Dans ce contexte, la méthode de l’instance de dialogue était et reste la bonne méthode. Elle ne pouvait d’ailleurs qu’être fructueuse et je veux saluer Bernard CAZENEUVE pour sa clairvoyance et son implication sur cette question essentielle. C’est une bonne méthode parce qu’elle n’est pas spécifique à l’islam de France. Elle est adaptée à l’islam de France bien sûr, mais elle ne lui est pas spécifique. Cette instance s’inspire d’une autre instance de dialogue, celle mise en place en 2002, sous le gouvernement de Lionel Jospin, avec l’église catholique, qui s’est d’ailleurs réunie encore récemment - c’était le 11 octobre dernier à Matignon. Il n’y a donc pas de traitement spécifique et c’est une bonne chose. C’est une bonne méthode parce qu’elle permet de créer un cadre, le plus inclusif possible, autour du CFCM, dont je salue et remercie Monsieur KBIBECH, son Président pour son implication déterminante, un cadre permettant de traiter les questions intéressant l’Etat et le culte musulman. C’est une bonne méthode parce qu’elle permet d’associer des acteurs de terrain, religieux comme laïcs, représentants de mosquée indépendantes comme de la société civile, imams comme intellectuels et par là même de multiplier les regards, les apports et les propositions. C’est une bonne méthode parce qu’elle permet de sérier les problèmes concrets et quotidiens rencontrés par les musulmans de France et d’y apporter des réponses, qui sont co-construites par vous tous et la co-construction est souvent gage de qualité et d’engagement. C’est une bonne méthode enfin parce qu’elle permet d’engranger des progrès. Elle permet d’avancer et non plus de ressasser. Elle permet de progresser ensemble, dans le respect bien sûr des prérogatives de chacun. Les deux premières instances ont déjà produit des résultats visibles et appréciés de chacun – j’y reviendrais. C’est une bonne méthode pour finir parce que, par les sujets qu’elle traite, l’instance de dialogue s’adresse en définitive à toutes les catégories de citoyens français concernés par l’islam, au-delà même de leur confession. Son impact va au-delà des musulmans eux-mêmes.
Il y a plus de vingt ans – le Premier ministre le rappelait ce matin - Jean-Pierre Chevènement avait lancé une consultation d’importance auprès des différents courants et traditions de l’islam, présents dans notre pays. Cette consultation avait permis l’adoption d’une déclaration pleinement républicaine et avait débouché sur la naissance du CFCM, dont personne aujourd’hui ne remet en cause l’existence. Les trois réunions de l’instance de dialogue avec l’islam s’inscrivent dans ce processus apaisé, initié il y a plus de vingt ans. Le même fil est tiré, le Premier ministre l’a souligné ce matin. J’ai une conviction : il se passe avec l’instance de dialogue quelque chose d’irréversible et de bénéfique pour l’ensemble de la société française.
Monsieur le président du CFCM, Monsieur KBIBECHE vous disiez ce matin que ces instances de dialogue devenaient une tradition. Je ne sais pas si nous en sommes là mais sachez que je souhaite qu’elles se poursuivent, que d’autres rendez-vous soient portés à l’agenda et que nous poursuivions ainsi nos échanges dans la confiance, le respect de chacun et le souci commun de l’unité des Français.

Point à traiter:
D'après l'extrait, en quelle année a été mise en place l'instance de dialogue avec l'Église catholique dont s'inspire celle consacrée à l'islam de France ?

Données fournies:
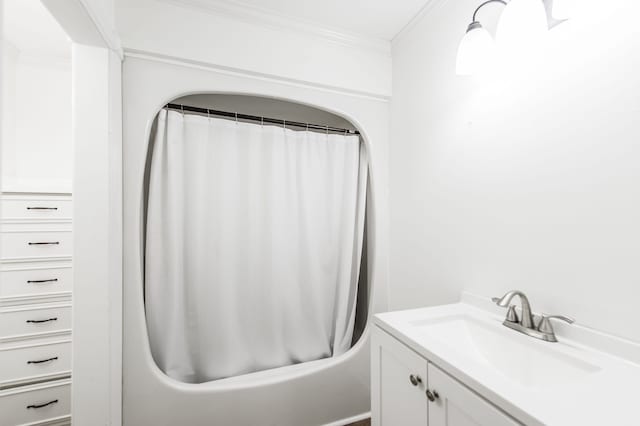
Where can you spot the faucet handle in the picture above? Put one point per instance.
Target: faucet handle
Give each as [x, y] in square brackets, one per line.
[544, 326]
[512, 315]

--

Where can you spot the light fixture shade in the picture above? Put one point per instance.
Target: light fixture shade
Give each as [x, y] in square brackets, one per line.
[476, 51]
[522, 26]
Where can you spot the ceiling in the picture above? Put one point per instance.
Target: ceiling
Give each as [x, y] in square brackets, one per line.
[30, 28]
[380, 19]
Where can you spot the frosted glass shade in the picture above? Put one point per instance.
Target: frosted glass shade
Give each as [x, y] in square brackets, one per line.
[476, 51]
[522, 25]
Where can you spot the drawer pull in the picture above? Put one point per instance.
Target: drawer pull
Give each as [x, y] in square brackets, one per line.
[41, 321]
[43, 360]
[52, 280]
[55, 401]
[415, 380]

==

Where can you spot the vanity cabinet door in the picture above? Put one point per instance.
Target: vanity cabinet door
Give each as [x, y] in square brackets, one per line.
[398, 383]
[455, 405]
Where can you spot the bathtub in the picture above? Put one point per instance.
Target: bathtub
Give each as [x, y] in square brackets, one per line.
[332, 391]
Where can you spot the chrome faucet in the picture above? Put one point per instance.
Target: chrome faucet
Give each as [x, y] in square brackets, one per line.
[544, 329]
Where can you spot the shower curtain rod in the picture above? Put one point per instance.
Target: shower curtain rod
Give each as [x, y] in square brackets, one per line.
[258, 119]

En réponse:
En 2002, sous le gouvernement de Lionel Jospin.